--- BEGIN Dataset rows ---

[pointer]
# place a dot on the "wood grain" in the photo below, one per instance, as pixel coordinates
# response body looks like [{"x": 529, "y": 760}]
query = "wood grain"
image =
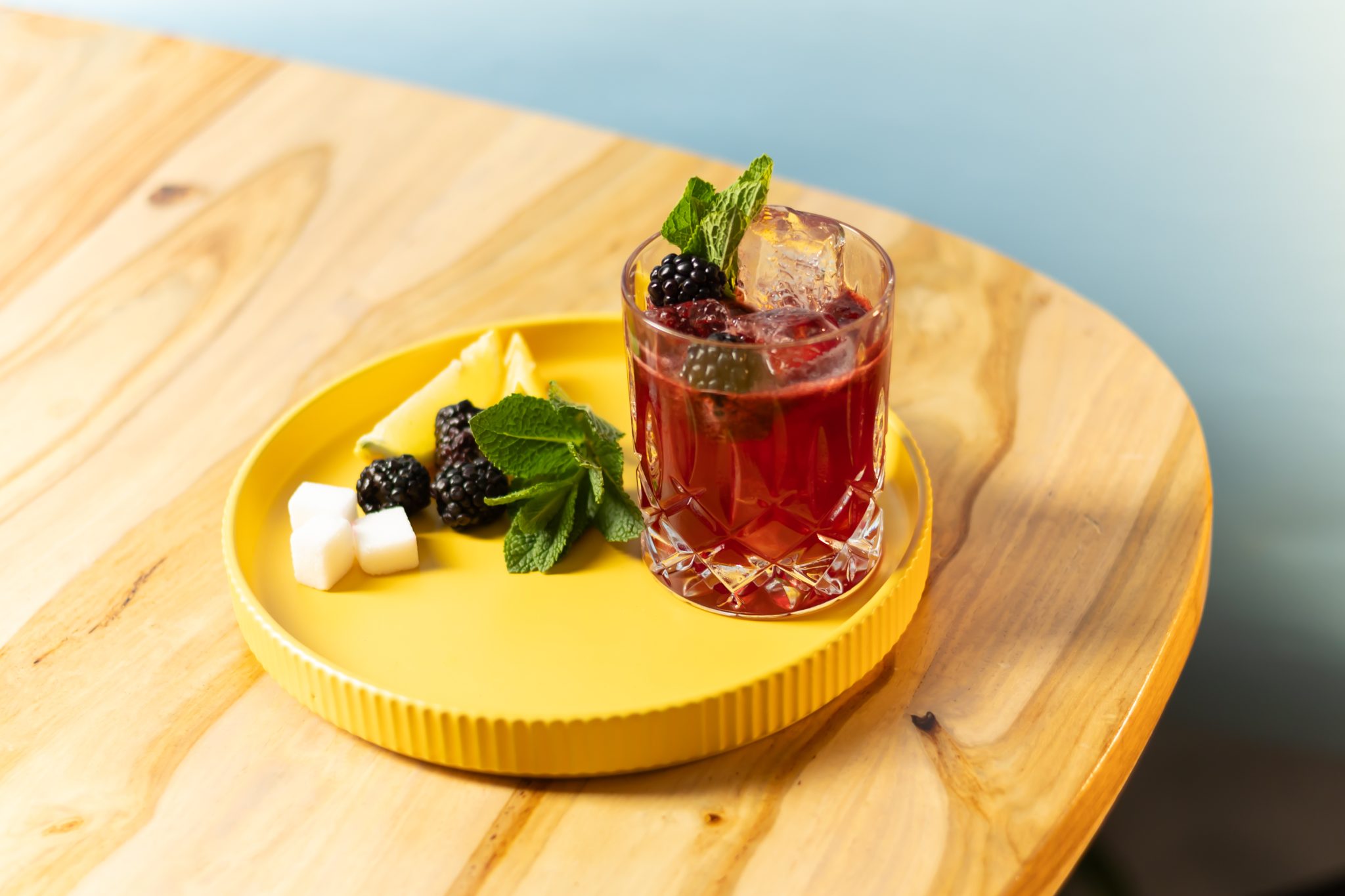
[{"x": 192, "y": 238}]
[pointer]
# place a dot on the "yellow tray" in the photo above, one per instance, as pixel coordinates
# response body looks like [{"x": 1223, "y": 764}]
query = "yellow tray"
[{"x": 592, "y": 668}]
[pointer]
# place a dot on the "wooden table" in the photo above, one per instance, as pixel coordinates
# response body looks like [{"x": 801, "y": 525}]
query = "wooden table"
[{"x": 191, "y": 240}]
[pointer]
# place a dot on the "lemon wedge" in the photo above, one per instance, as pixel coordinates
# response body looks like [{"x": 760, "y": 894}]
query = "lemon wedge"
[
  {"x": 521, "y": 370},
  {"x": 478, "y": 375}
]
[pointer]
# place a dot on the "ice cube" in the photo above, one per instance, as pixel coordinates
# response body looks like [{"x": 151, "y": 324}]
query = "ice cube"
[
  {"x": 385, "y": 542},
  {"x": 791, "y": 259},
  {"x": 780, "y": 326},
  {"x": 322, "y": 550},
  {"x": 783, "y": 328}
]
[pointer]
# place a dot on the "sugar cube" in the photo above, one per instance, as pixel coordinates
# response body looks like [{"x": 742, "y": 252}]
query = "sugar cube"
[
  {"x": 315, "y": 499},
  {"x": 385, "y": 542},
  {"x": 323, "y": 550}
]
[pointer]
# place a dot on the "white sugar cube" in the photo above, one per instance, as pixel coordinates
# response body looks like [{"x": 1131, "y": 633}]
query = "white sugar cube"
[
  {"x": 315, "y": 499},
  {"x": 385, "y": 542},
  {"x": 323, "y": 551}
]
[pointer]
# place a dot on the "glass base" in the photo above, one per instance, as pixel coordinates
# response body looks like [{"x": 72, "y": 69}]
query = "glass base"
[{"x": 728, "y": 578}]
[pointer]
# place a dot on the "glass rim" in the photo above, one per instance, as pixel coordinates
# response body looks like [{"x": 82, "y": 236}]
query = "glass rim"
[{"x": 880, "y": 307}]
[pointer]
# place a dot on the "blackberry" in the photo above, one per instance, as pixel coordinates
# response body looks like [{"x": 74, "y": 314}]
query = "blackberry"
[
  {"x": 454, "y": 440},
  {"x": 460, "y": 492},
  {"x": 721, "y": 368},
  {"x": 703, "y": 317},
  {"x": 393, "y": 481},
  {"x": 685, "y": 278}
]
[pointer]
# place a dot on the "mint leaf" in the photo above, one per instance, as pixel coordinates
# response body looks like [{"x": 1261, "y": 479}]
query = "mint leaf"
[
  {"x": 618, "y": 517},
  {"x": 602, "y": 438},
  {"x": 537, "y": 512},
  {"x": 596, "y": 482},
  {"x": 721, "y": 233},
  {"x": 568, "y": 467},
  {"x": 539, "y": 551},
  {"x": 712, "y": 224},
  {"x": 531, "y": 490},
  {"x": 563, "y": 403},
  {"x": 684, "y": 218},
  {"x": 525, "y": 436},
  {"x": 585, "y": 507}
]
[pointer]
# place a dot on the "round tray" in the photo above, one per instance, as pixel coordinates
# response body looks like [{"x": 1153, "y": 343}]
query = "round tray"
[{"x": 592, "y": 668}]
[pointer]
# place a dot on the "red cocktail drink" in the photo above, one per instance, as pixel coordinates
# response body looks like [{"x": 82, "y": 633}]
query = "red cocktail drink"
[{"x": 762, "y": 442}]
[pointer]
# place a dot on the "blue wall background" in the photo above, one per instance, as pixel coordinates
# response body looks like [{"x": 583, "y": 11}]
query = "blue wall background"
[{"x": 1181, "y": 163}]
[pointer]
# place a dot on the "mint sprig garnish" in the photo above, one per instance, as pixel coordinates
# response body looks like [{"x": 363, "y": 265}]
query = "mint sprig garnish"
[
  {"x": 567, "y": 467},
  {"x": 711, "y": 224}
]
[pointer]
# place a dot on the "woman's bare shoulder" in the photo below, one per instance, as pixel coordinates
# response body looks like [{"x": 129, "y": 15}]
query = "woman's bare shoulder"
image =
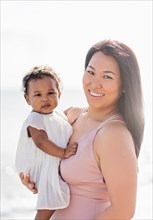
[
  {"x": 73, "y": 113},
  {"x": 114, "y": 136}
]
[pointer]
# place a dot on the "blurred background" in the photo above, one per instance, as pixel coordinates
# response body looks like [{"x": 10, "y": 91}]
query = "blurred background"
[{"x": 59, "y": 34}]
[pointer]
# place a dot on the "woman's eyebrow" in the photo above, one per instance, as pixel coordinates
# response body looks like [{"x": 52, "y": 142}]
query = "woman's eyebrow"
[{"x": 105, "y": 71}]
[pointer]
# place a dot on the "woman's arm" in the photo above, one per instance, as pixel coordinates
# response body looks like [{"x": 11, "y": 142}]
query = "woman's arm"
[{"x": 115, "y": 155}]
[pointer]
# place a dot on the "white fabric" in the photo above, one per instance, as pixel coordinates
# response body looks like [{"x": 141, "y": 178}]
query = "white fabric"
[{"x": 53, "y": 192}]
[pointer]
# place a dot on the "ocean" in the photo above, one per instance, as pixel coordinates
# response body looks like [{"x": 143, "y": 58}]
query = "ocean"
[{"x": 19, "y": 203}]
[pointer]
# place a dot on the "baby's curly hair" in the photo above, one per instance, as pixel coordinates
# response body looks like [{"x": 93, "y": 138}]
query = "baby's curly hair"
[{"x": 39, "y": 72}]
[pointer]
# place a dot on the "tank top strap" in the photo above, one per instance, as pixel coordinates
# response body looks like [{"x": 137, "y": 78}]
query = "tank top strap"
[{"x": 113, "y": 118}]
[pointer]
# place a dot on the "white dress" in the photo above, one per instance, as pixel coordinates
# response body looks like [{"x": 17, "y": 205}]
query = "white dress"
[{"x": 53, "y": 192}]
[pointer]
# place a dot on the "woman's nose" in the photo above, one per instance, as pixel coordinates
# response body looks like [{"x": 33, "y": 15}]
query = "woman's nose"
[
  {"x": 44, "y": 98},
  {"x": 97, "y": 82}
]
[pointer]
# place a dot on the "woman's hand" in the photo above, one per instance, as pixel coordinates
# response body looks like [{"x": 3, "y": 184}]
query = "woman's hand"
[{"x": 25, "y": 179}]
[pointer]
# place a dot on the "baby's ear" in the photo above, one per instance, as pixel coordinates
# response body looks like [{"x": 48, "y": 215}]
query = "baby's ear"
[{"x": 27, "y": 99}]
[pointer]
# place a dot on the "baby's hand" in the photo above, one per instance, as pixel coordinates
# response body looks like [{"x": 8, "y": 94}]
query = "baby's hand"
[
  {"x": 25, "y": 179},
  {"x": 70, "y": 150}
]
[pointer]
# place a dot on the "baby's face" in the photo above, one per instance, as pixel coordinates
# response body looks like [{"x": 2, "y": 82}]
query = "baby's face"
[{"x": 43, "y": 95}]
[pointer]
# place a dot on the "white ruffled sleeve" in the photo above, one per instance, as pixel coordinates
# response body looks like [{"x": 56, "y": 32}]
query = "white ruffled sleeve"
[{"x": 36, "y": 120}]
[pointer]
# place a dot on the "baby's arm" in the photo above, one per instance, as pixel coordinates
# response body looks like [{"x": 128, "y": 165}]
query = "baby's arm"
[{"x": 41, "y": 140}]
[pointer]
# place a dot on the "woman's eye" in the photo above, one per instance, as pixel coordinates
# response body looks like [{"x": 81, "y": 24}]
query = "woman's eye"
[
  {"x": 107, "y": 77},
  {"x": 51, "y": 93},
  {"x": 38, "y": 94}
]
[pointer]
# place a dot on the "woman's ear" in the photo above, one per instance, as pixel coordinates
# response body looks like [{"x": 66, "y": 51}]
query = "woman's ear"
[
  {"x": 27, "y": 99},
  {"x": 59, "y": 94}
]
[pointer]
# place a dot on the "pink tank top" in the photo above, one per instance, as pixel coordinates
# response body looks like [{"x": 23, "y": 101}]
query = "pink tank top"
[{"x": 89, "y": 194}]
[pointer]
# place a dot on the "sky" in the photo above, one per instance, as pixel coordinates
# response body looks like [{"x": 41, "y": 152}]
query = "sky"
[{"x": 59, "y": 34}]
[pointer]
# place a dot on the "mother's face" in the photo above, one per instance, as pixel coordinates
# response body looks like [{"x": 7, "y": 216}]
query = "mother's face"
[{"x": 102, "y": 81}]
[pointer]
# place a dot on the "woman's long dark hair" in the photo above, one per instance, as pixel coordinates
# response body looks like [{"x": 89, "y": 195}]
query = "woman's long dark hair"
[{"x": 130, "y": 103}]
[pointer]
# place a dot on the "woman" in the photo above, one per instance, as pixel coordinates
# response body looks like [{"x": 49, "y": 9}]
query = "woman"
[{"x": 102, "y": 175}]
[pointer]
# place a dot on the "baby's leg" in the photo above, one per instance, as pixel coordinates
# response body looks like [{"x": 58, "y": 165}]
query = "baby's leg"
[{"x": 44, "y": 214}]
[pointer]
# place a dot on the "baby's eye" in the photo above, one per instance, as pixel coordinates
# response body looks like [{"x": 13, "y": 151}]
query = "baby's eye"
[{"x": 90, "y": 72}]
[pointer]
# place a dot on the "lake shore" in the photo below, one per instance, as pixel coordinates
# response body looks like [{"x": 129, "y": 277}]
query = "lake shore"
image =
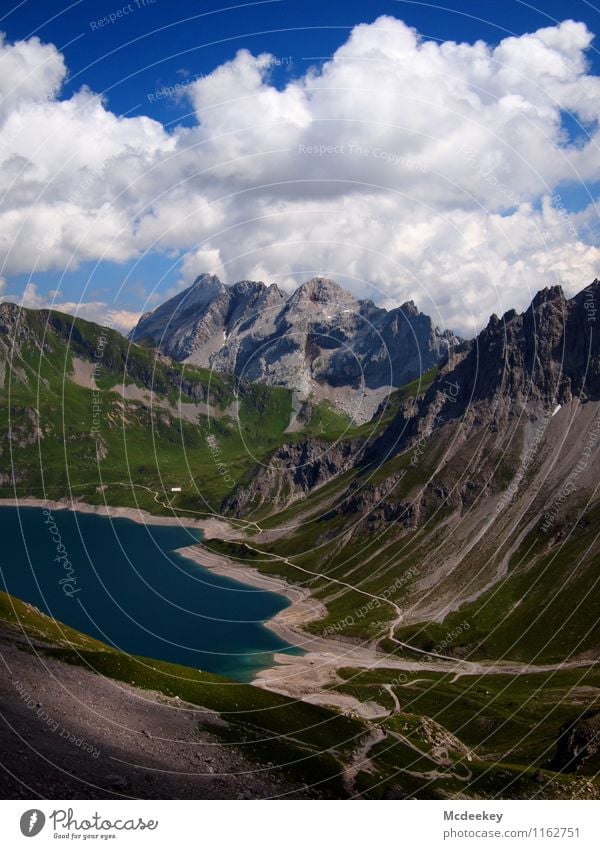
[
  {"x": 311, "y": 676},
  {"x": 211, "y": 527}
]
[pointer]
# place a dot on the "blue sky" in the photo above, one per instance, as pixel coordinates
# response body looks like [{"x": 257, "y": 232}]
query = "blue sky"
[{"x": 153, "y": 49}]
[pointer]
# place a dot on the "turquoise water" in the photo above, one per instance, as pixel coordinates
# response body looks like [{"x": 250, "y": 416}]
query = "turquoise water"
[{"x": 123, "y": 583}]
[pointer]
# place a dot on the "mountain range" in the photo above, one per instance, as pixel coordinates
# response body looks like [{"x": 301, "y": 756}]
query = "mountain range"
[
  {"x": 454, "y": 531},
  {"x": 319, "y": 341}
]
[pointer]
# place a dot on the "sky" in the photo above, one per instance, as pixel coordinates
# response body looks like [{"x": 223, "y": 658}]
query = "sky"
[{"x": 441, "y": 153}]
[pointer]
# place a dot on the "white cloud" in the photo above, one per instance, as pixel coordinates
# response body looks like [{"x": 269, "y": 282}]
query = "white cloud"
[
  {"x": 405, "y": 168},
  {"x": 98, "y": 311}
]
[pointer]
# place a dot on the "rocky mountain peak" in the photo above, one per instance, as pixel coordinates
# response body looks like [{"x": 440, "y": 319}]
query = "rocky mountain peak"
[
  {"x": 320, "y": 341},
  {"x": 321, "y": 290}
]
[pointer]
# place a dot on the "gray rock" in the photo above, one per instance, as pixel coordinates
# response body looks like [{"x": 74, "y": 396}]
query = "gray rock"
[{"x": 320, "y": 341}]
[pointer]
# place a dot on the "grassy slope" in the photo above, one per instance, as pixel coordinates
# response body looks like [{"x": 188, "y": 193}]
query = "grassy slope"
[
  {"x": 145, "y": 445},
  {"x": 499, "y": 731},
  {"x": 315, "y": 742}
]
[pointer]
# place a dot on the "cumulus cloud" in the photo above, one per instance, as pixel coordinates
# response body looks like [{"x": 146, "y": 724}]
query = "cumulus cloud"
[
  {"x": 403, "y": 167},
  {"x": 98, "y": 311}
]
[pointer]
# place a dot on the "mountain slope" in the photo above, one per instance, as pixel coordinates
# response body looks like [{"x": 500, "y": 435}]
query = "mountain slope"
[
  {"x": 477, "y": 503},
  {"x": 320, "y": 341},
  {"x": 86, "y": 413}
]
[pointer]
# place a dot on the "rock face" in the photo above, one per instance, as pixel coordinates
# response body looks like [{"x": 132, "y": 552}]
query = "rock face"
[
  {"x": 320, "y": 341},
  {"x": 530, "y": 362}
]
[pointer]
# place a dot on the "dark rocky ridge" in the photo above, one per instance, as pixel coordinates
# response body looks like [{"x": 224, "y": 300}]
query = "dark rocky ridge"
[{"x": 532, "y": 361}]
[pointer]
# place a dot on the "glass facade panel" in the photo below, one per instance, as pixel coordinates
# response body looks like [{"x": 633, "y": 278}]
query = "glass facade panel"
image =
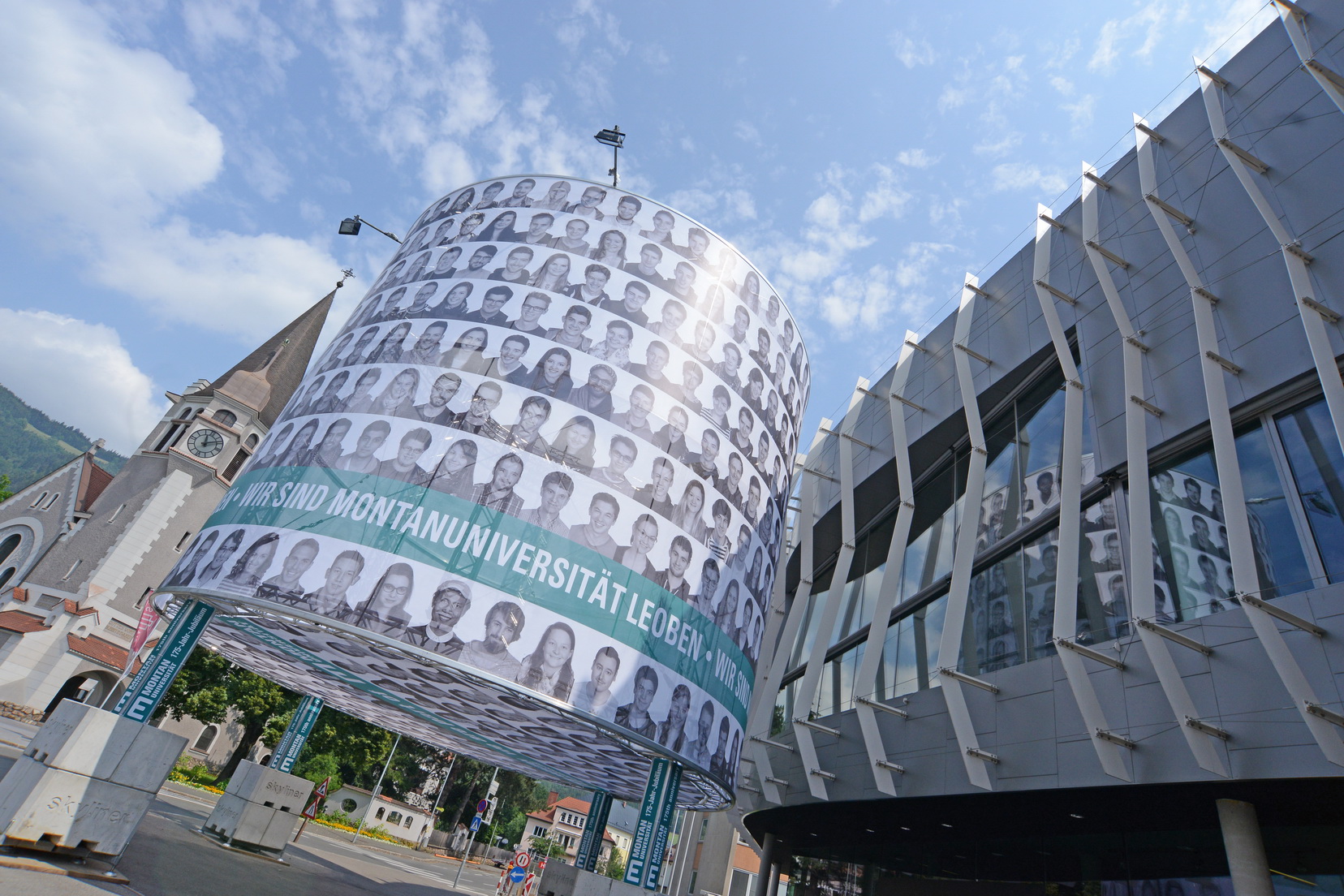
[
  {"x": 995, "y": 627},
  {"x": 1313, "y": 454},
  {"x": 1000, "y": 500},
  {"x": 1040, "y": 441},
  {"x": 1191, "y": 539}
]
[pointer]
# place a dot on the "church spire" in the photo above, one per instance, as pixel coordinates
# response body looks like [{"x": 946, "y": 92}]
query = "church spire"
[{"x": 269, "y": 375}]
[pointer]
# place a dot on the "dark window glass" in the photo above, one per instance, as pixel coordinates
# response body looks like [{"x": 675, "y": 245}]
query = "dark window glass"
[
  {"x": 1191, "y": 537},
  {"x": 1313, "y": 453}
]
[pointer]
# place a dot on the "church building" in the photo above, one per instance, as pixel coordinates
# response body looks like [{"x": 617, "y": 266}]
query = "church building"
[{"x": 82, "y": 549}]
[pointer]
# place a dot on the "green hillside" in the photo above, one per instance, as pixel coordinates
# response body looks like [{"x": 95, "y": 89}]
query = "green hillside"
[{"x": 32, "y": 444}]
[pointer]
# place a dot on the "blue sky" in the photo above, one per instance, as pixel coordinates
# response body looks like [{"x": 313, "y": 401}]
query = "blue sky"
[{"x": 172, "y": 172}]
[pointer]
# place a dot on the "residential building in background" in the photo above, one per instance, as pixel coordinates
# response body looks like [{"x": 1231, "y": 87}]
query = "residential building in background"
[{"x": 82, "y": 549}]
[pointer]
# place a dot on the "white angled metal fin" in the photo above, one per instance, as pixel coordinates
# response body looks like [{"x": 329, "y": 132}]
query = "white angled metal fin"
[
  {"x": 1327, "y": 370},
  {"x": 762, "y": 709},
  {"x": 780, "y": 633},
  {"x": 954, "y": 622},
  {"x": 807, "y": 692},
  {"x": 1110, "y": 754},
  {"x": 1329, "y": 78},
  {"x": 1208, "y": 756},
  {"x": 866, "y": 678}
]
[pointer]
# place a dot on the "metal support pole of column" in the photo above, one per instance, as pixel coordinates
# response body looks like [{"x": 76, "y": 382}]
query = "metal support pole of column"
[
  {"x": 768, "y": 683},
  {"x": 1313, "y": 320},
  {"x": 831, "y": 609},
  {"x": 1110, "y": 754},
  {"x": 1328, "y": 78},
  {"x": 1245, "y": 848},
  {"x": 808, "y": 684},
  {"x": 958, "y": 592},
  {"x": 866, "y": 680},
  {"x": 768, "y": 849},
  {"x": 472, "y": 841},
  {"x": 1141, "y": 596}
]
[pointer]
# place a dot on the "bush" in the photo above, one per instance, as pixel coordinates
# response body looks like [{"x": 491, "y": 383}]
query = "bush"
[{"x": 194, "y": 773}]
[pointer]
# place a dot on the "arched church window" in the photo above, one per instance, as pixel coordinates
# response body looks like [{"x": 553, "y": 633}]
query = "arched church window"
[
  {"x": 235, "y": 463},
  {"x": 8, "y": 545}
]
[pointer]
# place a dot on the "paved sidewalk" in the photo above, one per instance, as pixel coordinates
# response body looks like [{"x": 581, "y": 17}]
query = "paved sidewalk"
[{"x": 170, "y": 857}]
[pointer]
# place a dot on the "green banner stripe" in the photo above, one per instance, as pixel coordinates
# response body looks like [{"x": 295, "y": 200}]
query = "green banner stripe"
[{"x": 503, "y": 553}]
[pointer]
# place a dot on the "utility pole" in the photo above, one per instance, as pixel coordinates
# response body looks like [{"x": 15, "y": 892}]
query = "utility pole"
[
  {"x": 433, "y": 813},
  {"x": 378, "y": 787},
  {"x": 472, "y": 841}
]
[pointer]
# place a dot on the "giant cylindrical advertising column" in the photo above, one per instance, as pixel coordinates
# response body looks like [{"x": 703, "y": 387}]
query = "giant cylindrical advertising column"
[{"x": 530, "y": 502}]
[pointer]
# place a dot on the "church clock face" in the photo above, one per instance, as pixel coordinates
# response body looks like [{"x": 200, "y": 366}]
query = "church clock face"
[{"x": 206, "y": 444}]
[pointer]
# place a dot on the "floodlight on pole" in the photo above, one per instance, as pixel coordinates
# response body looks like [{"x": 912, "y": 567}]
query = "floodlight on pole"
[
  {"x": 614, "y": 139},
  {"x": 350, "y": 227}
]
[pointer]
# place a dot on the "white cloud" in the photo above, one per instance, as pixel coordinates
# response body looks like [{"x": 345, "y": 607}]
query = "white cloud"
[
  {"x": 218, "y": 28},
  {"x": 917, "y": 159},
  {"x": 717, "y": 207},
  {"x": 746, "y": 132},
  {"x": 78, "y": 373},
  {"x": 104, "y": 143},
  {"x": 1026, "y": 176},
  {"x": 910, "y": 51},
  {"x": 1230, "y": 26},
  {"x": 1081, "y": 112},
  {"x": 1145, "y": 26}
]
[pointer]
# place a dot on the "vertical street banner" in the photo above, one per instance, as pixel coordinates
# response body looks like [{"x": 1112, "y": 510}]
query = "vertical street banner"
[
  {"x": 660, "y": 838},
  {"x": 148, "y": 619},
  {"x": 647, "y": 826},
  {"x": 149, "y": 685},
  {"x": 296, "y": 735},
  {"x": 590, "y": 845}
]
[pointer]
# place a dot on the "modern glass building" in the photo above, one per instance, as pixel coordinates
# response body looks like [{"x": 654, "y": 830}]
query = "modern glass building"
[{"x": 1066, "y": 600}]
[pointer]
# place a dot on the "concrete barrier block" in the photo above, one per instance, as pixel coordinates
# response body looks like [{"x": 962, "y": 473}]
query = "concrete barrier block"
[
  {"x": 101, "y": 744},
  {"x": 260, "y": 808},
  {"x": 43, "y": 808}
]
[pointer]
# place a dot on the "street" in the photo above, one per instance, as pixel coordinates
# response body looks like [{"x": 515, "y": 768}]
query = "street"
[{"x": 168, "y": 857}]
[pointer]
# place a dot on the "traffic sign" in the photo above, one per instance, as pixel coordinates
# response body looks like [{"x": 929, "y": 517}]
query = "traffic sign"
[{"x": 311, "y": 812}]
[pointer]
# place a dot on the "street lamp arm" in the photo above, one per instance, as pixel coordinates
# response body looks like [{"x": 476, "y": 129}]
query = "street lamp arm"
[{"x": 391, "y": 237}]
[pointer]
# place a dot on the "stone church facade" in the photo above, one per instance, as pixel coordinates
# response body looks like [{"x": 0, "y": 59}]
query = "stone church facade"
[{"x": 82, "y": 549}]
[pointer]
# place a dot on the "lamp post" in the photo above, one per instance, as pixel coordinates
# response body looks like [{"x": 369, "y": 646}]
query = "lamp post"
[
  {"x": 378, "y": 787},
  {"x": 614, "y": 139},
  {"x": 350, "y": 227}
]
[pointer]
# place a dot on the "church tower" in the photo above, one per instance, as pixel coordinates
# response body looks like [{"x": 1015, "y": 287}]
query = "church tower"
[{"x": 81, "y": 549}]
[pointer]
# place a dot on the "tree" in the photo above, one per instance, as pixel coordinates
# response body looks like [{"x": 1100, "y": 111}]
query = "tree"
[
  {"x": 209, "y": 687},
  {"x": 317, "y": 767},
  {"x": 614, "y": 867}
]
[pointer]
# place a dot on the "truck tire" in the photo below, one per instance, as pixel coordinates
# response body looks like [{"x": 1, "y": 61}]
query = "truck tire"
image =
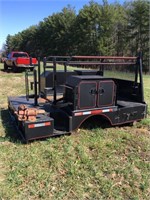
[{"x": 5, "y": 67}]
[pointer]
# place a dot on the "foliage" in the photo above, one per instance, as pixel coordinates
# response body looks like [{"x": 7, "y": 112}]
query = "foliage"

--- END Dataset rows ---

#### Exercise instructions
Gather every line in the data above that contains the string "wedge". Treat uppercase and lowercase as different.

#### Solved problem
# place a dot on the "lemon wedge" in the photo above, one per instance, as pixel coordinates
query = "lemon wedge"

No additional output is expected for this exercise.